## TASK GOAL
Convert every line of the items below into a Markdown table with the columns "Row" and "Item line," numbering each row and leaving out blank lines.

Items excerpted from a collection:
::::::::
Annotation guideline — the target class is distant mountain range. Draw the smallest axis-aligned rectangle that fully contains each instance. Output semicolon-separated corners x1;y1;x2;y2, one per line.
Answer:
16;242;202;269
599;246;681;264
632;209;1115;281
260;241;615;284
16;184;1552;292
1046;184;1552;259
::::::::
## REPLY TO THE EXERCISE
| Row | Item line |
|---|---|
| 1 | Annotation guideline — the target class is distant mountain range. Draw the smallest axis-aligned rectangle that fully contains each instance. Output semicolon-separated corners x1;y1;x2;y2, one per line. |
| 2 | Answer: |
| 3 | 16;242;202;269 |
| 4 | 599;246;681;264 |
| 5 | 632;209;1115;281 |
| 6 | 260;241;615;284 |
| 7 | 16;184;1552;292 |
| 8 | 1046;184;1552;259 |